DH: What was the most nerve-wracking part for you?
BC: I can’t say there was one specific thing I can single out. Tuning and keeping my machines running properly always freaked me out. I never really felt comfortable talking to customers and still don’t at times but I’ve gotten better at it!
DH: I remember everyone was super cut-throat back in the day and when I had machine problems, only the guy that mentored me would give me accurate advice!
BC: I’ve been very fortunate to have so many talented people around me for my tattoo career. Everyone I worked with was always very forthcoming with showing me what they knew. They were also just as quick to let me know when I was not living up to what I could be doing. Although I agree, it was definitely a rougher time back then. The artists in every shop I worked at were always happy to help me and sincerely wanted to see me do well.
DH: Did you need to go through a process of learning how to artistically render when you started out, or do you think your experience with graffiti carried you through?
BC: I’m still learning! I’m never really happy with what I put out. There’s always something I feel I can change. I never had any formal schooling outside of my apprenticeship so it’s always going to be an uphill climb. I don’t think I’ll ever really get to where I’m totally satisfied with what I’m putting out, but I think that’s part of the fun of tattooing! If I get to the point where I feel I can’t progress further I’d stop altogether.

### STORED ROWS

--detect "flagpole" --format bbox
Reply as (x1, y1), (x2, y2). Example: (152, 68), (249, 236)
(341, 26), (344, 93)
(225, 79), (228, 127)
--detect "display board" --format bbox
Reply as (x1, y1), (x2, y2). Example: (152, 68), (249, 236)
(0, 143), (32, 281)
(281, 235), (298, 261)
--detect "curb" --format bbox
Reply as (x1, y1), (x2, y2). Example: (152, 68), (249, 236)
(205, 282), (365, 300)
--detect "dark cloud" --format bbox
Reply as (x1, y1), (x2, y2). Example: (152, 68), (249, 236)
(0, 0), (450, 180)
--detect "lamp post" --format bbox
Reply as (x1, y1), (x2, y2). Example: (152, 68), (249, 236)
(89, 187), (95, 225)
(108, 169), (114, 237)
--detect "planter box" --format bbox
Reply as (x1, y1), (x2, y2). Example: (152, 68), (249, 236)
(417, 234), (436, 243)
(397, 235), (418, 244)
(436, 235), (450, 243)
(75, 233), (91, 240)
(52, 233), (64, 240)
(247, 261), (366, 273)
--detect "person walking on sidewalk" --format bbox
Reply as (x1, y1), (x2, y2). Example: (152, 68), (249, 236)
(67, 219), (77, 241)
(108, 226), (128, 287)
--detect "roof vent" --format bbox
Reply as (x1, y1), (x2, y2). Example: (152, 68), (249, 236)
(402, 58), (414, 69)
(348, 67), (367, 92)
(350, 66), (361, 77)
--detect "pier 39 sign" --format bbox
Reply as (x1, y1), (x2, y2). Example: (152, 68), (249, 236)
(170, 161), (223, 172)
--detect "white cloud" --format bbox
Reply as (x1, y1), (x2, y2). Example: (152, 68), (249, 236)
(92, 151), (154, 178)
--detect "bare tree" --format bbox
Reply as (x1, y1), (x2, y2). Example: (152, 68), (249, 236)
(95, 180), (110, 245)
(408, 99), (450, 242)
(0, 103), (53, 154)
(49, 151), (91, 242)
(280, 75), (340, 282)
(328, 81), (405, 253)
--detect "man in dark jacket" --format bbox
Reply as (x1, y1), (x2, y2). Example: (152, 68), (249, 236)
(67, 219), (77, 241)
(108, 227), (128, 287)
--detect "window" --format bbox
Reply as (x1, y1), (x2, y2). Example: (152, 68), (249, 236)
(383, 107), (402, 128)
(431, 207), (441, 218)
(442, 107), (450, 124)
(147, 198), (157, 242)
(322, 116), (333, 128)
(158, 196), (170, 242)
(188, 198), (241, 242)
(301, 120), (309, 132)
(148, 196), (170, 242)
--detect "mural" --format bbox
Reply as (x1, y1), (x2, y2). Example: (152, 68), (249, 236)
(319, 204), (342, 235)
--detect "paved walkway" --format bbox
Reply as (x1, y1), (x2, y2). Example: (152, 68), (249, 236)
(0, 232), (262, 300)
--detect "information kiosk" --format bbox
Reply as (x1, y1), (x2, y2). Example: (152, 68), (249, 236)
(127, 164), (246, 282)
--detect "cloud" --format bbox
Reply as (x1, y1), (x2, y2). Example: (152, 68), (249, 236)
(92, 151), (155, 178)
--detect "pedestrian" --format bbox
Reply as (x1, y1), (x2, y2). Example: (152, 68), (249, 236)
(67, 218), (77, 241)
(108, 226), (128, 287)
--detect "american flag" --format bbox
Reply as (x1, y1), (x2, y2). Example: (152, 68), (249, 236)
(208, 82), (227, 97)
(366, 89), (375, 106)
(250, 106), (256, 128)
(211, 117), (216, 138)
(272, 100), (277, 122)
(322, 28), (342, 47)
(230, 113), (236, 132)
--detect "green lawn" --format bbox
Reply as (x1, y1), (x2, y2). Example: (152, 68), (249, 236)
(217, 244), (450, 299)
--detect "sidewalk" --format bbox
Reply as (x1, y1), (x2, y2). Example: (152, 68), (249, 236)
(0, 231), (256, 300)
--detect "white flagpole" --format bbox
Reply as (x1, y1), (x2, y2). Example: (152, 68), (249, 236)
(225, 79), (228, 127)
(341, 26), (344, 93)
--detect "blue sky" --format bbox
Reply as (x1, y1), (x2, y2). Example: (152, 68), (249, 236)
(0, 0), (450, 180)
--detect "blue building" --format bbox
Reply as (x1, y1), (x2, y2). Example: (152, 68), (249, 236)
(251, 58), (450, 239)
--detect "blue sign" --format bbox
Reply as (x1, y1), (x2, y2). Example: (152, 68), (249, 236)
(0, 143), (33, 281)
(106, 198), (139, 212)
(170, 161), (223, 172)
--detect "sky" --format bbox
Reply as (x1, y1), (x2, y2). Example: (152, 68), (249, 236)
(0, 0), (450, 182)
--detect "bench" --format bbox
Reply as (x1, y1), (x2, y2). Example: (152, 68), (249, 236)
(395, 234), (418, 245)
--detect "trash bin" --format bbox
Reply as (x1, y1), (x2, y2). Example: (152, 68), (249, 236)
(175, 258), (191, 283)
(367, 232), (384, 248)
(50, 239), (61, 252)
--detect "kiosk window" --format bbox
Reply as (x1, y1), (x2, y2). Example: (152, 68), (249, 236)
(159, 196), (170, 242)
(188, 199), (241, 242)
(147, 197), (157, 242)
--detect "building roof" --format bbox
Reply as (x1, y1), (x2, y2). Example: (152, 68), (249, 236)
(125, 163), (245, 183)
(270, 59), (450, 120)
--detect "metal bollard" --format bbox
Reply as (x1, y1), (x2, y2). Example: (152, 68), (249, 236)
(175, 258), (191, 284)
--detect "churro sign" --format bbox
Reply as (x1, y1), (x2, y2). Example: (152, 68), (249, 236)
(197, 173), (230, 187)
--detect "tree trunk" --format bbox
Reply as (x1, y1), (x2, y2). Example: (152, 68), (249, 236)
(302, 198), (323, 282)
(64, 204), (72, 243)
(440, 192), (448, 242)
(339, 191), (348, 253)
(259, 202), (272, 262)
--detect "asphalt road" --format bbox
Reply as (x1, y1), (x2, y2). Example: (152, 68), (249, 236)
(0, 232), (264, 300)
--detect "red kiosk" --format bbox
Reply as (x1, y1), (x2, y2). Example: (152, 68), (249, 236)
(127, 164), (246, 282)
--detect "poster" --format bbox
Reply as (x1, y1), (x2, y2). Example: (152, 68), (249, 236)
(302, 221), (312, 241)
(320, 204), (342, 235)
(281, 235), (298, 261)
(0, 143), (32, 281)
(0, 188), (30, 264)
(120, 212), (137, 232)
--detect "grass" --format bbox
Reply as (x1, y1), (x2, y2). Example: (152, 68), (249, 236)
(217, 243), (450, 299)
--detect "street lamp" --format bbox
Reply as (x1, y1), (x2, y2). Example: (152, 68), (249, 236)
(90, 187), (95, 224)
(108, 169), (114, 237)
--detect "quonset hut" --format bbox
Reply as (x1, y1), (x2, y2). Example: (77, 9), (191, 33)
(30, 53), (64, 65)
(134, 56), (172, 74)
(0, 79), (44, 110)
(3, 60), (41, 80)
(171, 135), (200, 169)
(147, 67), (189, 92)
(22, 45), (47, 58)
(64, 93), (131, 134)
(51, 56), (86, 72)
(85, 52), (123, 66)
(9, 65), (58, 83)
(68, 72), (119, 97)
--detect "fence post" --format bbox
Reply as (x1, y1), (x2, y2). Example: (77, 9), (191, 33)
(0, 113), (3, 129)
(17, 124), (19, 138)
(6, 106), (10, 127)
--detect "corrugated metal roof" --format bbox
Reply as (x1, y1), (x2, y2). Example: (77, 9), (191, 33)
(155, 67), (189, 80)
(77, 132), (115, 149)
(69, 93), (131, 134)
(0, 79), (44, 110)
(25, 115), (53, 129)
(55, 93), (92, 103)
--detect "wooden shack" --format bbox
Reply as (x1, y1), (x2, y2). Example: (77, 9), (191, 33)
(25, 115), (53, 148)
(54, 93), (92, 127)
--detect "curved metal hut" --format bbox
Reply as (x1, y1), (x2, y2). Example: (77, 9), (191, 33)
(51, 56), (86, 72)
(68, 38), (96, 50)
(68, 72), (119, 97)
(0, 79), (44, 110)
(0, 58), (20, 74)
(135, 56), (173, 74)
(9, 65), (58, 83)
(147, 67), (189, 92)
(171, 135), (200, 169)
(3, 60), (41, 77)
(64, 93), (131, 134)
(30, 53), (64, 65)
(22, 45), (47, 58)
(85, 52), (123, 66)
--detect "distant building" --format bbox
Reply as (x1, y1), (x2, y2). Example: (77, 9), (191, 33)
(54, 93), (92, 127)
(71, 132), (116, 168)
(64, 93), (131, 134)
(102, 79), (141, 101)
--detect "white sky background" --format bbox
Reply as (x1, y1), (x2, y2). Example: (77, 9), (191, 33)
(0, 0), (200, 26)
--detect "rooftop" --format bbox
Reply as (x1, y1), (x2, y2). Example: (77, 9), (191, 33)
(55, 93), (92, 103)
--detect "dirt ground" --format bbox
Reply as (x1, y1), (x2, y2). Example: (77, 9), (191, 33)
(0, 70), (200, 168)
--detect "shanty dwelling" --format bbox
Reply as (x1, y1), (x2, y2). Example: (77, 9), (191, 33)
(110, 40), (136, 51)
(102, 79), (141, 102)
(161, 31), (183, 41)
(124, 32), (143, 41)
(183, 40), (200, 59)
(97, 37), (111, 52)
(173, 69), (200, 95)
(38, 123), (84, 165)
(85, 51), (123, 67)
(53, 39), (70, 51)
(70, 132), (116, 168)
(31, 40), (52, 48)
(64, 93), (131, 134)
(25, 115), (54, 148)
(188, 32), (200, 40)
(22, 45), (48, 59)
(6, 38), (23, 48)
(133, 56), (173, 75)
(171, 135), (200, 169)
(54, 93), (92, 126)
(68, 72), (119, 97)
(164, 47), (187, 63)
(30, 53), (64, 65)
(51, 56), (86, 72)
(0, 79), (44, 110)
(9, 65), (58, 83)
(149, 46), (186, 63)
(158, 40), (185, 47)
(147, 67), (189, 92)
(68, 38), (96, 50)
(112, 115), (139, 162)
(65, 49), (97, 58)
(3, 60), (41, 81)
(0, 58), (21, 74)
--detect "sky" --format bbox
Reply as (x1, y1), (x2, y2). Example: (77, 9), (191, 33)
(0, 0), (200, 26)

### BRIEF
Give back the part of the tattoo interview above starting with "DH: I remember" and going on through "me do well.", word for word.

### FINAL RESULT
DH: I remember everyone was super cut-throat back in the day and when I had machine problems, only the guy that mentored me would give me accurate advice!
BC: I’ve been very fortunate to have so many talented people around me for my tattoo career. Everyone I worked with was always very forthcoming with showing me what they knew. They were also just as quick to let me know when I was not living up to what I could be doing. Although I agree, it was definitely a rougher time back then. The artists in every shop I worked at were always happy to help me and sincerely wanted to see me do well.